**YOUR TASK**. Write out the lines that follow as a JSON list of strings, with one string per line and no blank lines.

**PROVIDED ENTRIES**.
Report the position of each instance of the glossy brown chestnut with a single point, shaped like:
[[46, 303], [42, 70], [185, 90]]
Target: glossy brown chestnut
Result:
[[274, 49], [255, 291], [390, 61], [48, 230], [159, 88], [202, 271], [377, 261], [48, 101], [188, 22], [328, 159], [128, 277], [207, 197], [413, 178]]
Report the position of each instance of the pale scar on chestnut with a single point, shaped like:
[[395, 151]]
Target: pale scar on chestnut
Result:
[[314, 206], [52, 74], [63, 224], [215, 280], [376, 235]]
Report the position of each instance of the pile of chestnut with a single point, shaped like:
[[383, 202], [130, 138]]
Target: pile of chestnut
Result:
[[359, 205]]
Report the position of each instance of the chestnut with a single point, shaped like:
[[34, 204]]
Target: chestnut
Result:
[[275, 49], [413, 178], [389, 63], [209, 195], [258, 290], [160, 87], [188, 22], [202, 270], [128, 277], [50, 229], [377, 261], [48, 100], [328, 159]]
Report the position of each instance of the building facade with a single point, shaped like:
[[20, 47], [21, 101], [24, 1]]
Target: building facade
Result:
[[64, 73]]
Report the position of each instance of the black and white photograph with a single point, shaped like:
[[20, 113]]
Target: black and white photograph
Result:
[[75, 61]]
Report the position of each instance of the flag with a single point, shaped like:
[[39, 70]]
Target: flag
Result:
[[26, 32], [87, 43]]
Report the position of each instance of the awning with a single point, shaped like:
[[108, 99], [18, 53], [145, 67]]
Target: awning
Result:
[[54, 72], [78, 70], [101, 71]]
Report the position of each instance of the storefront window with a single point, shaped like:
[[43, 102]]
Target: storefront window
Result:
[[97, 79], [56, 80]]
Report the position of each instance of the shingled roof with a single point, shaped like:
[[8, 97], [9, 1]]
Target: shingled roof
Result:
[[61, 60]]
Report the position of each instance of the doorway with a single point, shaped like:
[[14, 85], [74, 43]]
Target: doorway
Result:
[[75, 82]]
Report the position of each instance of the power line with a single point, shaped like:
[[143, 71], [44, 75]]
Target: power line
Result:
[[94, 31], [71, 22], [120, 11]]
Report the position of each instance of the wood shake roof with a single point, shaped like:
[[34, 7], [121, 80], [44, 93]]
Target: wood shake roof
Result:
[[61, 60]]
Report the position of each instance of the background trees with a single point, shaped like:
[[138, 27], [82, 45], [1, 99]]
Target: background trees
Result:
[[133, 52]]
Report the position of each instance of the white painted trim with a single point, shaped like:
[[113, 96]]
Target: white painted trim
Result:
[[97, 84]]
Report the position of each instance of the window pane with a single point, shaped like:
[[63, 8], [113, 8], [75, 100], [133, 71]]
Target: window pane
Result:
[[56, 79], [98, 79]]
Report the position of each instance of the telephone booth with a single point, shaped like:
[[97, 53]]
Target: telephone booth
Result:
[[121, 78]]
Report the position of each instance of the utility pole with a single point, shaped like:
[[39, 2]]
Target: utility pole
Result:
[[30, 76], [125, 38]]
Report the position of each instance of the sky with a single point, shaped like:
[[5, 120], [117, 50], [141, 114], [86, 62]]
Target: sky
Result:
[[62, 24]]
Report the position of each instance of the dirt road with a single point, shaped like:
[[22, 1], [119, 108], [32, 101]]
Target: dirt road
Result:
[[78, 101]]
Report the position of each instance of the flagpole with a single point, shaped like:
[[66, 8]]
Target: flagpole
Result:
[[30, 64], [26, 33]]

**ANSWER**.
[
  "Report the position of each instance of the glossy brown chestnut with a single point, shaped like:",
  "[[46, 303], [42, 70], [185, 90]]",
  "Target: glossy brown chestnut",
  "Result:",
  "[[274, 49], [255, 291], [390, 61], [48, 230], [159, 88], [202, 271], [377, 261], [48, 101], [188, 22], [328, 159], [128, 277], [207, 197], [413, 178]]",
  "Report the position of each instance of the pale scar on chestnut with a single point, shaped like:",
  "[[395, 151]]",
  "Target: pale scar on chestnut",
  "Result:",
  "[[314, 206], [52, 74], [63, 224], [215, 280], [376, 235]]",
  "Report the position of each instance of the pile of chestnut with a single point, shaped like:",
  "[[383, 202], [130, 138]]",
  "Target: pile of chestnut",
  "Result:",
  "[[359, 205]]",
  "Report the position of each instance of the chestnut with a single point, shaped like:",
  "[[34, 204]]",
  "Target: chestnut",
  "Result:",
  "[[275, 49], [413, 178], [389, 63], [209, 195], [258, 290], [160, 87], [188, 22], [202, 270], [128, 277], [50, 229], [377, 261], [48, 100], [328, 159]]",
  "Report the position of each instance of the building facade with a single point, shaped like:",
  "[[20, 47], [21, 101], [24, 1]]",
  "Target: building facade",
  "Result:",
  "[[64, 73]]",
  "Report the position of each instance of the black and white photograph with a single point, shaped like:",
  "[[20, 113]]",
  "Target: black and white photograph",
  "Result:",
  "[[75, 61]]",
  "Report the position of each instance of the flag with a single point, shaped like:",
  "[[39, 70]]",
  "Target: flag",
  "Result:",
  "[[26, 32], [87, 43]]",
  "Report the position of each instance of the awning with a single point, shaped like:",
  "[[108, 99], [18, 53], [145, 67]]",
  "Target: awning",
  "Result:",
  "[[54, 72], [78, 70], [101, 71]]",
  "Report the position of each instance of the storefront window with a single point, shaped like:",
  "[[43, 102]]",
  "Target: storefront window",
  "Result:",
  "[[97, 79], [56, 80]]",
  "Report the position of each instance of the shingled roof with a single point, shaped like:",
  "[[8, 97], [9, 1]]",
  "Target: shingled roof",
  "Result:",
  "[[61, 60]]",
  "Report the position of each instance of the doorway with a single point, shaped like:",
  "[[14, 85], [74, 43]]",
  "Target: doorway",
  "Result:",
  "[[75, 82]]",
  "Report the position of each instance of the power line with a single point, shaped like:",
  "[[143, 71], [44, 75]]",
  "Target: power line",
  "Result:",
  "[[94, 31], [71, 22], [120, 11]]",
  "Report the position of each instance of the wood shake roof with a single point, shaped like:",
  "[[34, 7], [121, 80], [44, 93]]",
  "Target: wood shake roof",
  "Result:",
  "[[61, 60]]",
  "Report the position of each instance of the background trees with a single point, shaped like:",
  "[[138, 27], [82, 45], [1, 99]]",
  "Target: background trees",
  "Result:",
  "[[133, 52]]",
  "Report the position of each instance of the white painted trim with a single point, shaped like:",
  "[[113, 96]]",
  "Target: white painted trim",
  "Result:",
  "[[97, 84]]",
  "Report the position of each instance of the window pane with a single point, shaped like:",
  "[[63, 8], [113, 8], [75, 100], [133, 71]]",
  "Target: window pane",
  "Result:",
  "[[56, 79], [98, 79]]",
  "Report the position of each instance of the telephone booth with a single point, shaped like:",
  "[[97, 53]]",
  "Target: telephone booth",
  "Result:",
  "[[121, 78]]",
  "Report the position of each instance of the utility pole with a single point, shaped like:",
  "[[39, 2]]",
  "Target: utility pole",
  "Result:",
  "[[30, 76], [125, 38]]",
  "Report the position of each instance of the sky with a single point, shaped like:",
  "[[5, 120], [117, 50], [141, 114], [86, 62]]",
  "Target: sky",
  "Result:",
  "[[62, 24]]",
  "Report the position of each instance of the dirt road with a single point, shaped like:",
  "[[22, 1], [119, 108], [32, 101]]",
  "Target: dirt road",
  "Result:",
  "[[78, 101]]",
  "Report the position of each instance of the flagpole with a single point, shaped like:",
  "[[66, 8]]",
  "Target: flagpole",
  "Result:",
  "[[30, 64], [26, 33]]"
]